Oleh: Amhar Rasyid
Jambi, Jum’at 30 may 2025
Assalamu’alaikum wr,wb Bapak2/ibuk2/ Adik2 pembaca setia di mana saja berada. Mari kita lupakan sejenak polemic ijazah Jokowi…biarlah mereka berdebat terus. Bagi kita sebagai pengamat sudah nampak persimpangan jalan kereta api di Cirebon: Jalur Utara ingin bukti2 ilmiah ditegakkan, sementara Jalur Selatan tak mau bukti2 ilmiah dibuktikan sehingga Ijazah terus disembunyikan, ya kapan ketemunya Understanding? Sementara Gadamer mengatakan agar kita dapat bersepaham atas suatu persoalan, ya dasar pijakannya harus sama, jangan ada Jalur Utara dan Jalur Selatan. Sekarang mari kita alihkan pembicaraan kita kepada hal yang lebih bermakna. Sebab umur kita dalam hidup ini singkat.
Sebagaimana diketahui ada dua organisasi keislaman yang dipandang besar di Indonesia yaitu NU dan Muhammadiyah: mungkin anda termasuk pengikut setia dari salah satunya. BerMuhammadiyah atau berNU atau berorganisasi keagamaan lainnya pada prinsipnya ingin sama2 menuju ke sorga. Entah bagaimana cara menafsirkan ajaran keagamaan oleh masing2 pihak, yang penting umat ditunjuki ke arah jalan yang benar. Ada sebuah buku petunjuk jalan ke sorga oleh Muhammadiyah yang menarik untuk dikaji berjudul HPT (Himpunan Putusan Tarjih). Di dalamnya anda ditunjuki bagaimana cara2 jitu agar hidup berbahagia di dunia ini dan kelak nanti sampai ke akhirat. Tetapi karena yang menunjuki itu manusia, ya kadang2 cara berpikir mereka dari aspek perkembangan ilmu pengetahuan dan filsafat perlu dipertanyakan juga. Muhammadiyah ingin agar umat mengamalkan ajaran Islam semurni mungkin seperti yang dipraktekkan oleh Rasul saw dulu (purifikasi) dan ingin pula pemahaman keagamaan dimodernisir (tajdid), namun filsafat mengatakan bahwa setiap kali manusia memahami sesuatu, subjektifitasnya tak bisa lepas dari dirinya…ini yang jadi masalah, sehingga purifikasi itu di mata siapa? Bagaimana cara mereka mencari yang objektif murni itu? Apa kelebihan dan kekurangannya bila dilihat dari filsafat? Dalam tulisan ini saya akan mengajak pembaca semua, jika tidak sibuk, untuk menelusuri cara2 orang Muhammadiyah menghasilkan Fikih untuk bahagia hidup di dunia dan juga menunjuki anda jalan ke sorga. Mari kita mulai!
++++++++
**Soal a**
Menurut teks bacaan tentang Muhammadiyah, apa judul buku petunjuk jalan ke sorga yang disusun oleh Muhammadiyah?
Teks bacaan ini tidak berhubungan dengan baris-baris yang menyusul.
++++++++
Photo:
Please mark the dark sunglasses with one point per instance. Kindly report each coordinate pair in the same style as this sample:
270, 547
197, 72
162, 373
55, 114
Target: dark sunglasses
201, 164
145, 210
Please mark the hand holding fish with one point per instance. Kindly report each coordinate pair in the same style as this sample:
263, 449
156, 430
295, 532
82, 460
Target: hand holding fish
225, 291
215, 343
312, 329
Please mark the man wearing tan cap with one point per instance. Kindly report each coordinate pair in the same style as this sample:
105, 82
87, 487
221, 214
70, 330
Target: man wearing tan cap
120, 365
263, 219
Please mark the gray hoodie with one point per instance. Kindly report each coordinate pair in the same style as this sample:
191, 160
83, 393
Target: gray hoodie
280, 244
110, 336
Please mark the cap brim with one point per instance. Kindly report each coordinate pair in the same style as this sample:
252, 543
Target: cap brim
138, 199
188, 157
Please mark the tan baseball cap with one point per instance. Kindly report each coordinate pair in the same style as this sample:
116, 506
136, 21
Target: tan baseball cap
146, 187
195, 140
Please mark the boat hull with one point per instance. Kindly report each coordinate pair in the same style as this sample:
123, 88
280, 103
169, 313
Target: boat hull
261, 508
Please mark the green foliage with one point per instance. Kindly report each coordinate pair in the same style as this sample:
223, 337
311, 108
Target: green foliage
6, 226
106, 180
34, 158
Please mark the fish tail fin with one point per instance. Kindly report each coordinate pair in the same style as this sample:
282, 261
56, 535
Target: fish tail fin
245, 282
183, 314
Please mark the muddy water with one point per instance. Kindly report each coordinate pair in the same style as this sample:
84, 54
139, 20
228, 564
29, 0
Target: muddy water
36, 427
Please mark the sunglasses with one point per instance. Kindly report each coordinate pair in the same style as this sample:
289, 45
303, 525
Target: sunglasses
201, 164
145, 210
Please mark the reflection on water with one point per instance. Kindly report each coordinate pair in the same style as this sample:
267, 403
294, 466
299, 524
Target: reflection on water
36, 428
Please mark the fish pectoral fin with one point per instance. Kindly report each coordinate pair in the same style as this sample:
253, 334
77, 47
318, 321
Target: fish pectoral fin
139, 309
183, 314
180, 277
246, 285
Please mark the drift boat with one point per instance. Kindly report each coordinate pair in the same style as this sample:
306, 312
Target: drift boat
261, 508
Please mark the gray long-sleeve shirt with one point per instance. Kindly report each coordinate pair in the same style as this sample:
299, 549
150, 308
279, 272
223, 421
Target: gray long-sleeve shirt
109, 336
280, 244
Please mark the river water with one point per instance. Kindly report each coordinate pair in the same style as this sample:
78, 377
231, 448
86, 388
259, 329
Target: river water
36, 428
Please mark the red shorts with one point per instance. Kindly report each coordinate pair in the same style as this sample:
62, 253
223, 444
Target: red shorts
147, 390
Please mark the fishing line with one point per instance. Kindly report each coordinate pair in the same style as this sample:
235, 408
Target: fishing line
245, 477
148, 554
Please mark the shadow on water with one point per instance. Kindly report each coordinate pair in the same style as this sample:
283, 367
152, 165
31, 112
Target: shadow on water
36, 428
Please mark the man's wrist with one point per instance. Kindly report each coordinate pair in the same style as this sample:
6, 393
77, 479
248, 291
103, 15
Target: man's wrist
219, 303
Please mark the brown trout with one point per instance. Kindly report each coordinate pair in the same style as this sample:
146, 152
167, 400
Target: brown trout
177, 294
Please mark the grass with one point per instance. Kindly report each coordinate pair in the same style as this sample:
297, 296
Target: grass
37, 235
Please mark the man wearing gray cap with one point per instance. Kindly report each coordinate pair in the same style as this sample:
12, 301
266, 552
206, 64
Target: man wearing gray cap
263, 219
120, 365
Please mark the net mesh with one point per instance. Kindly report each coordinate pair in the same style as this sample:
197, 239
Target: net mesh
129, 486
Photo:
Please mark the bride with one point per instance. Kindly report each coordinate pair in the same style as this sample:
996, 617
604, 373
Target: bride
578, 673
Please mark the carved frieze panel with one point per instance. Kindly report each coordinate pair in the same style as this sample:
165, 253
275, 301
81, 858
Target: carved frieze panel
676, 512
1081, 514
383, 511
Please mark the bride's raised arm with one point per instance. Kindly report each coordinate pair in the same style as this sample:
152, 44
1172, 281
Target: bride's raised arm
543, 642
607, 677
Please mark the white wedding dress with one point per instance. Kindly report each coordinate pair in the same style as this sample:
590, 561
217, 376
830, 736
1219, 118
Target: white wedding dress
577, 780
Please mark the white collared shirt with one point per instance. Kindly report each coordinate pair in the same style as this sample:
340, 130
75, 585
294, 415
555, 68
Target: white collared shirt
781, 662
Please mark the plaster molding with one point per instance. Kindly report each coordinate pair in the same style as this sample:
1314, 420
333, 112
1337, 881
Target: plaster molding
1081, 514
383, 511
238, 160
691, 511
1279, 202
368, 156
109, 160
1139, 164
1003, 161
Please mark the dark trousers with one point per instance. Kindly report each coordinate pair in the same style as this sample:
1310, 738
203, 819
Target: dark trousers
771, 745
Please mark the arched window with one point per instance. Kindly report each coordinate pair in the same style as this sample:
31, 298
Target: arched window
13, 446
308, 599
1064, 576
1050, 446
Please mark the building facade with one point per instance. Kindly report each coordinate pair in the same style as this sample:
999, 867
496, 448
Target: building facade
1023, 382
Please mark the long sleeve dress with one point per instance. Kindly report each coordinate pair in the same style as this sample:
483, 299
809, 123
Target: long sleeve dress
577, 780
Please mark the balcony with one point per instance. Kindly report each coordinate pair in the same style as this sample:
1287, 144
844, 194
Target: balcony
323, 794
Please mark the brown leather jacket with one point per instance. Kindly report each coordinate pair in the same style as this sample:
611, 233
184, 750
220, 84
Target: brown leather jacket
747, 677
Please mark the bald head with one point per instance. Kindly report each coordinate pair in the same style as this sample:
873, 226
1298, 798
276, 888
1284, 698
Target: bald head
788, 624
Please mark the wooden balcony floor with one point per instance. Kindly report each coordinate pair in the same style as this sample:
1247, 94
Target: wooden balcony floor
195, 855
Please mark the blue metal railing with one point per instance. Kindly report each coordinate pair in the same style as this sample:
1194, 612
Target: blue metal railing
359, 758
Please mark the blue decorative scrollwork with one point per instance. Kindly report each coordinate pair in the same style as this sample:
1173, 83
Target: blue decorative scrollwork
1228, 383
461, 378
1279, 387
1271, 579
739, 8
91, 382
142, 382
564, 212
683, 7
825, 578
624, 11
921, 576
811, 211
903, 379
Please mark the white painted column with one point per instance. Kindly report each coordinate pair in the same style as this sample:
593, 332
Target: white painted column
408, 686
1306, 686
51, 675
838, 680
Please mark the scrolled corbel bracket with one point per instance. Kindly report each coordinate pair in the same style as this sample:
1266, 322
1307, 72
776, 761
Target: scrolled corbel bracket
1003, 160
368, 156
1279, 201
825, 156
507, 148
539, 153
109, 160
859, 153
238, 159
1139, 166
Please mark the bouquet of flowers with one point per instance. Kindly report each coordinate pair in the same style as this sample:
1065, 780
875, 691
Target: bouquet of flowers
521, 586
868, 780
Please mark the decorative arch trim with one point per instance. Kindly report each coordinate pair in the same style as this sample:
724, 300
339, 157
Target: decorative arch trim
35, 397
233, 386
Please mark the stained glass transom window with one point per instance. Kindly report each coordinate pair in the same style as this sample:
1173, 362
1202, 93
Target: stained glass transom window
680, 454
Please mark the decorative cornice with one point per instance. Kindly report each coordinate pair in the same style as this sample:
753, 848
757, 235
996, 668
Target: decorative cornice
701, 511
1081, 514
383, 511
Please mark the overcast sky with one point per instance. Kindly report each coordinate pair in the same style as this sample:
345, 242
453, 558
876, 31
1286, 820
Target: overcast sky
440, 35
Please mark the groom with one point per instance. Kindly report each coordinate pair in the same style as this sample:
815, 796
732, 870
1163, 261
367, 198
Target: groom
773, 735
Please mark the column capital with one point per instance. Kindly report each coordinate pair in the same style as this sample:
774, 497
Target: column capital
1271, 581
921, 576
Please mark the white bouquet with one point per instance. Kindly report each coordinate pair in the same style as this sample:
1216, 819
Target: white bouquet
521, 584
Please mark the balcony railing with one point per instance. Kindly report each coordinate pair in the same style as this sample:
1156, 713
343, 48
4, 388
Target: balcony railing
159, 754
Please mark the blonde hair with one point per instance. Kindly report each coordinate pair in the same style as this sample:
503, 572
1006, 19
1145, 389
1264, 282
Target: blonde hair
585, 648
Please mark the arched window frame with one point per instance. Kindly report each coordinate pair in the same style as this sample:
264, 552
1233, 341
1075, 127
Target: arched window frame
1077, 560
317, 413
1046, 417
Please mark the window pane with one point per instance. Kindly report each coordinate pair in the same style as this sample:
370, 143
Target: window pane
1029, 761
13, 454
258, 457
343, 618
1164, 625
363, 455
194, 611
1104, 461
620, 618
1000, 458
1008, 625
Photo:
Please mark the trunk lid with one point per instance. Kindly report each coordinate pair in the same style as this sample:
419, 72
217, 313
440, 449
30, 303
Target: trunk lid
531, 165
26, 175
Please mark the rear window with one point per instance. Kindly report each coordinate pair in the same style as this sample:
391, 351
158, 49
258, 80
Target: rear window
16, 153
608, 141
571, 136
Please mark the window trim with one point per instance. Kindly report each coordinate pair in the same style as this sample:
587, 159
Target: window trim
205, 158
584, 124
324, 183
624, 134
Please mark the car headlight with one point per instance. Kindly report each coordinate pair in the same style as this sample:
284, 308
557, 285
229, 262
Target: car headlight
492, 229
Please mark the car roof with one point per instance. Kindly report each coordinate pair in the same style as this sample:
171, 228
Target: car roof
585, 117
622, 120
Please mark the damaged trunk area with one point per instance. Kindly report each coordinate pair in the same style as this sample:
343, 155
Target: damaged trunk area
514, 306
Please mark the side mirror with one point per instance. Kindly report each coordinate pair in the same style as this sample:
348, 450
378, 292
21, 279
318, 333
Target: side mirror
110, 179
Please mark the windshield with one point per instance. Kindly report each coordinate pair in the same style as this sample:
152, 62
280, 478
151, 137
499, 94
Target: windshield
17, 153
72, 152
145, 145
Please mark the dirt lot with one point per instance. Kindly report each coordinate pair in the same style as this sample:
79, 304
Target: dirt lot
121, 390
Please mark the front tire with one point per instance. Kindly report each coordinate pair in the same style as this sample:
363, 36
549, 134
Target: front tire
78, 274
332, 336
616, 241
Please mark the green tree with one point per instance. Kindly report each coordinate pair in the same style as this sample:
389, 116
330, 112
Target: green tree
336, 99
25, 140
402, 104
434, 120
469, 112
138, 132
++++++++
**Soal b**
Tulis ulang baris-baris yang diberikan, mulai dari baris yang memuat "Please mark the front" sampai baris terakhir, keduanya ikut disertakan. Ganti "front tire" dengan "rear tire" dan biarkan bagian lainnya tetap sama.

**Jawaban Benar a**
HPT (Himpunan Putusan Tarjih).

**Jawaban Benar b**
Please mark the rear tire with one point per instance. Kindly report each coordinate pair in the same style as this sample:
363, 36
549, 134
Target: rear tire
78, 274
332, 336
616, 241
Please mark the green tree with one point per instance. Kindly report each coordinate pair in the same style as this sample:
389, 116
330, 112
Target: green tree
336, 99
25, 140
402, 104
434, 120
469, 112
138, 132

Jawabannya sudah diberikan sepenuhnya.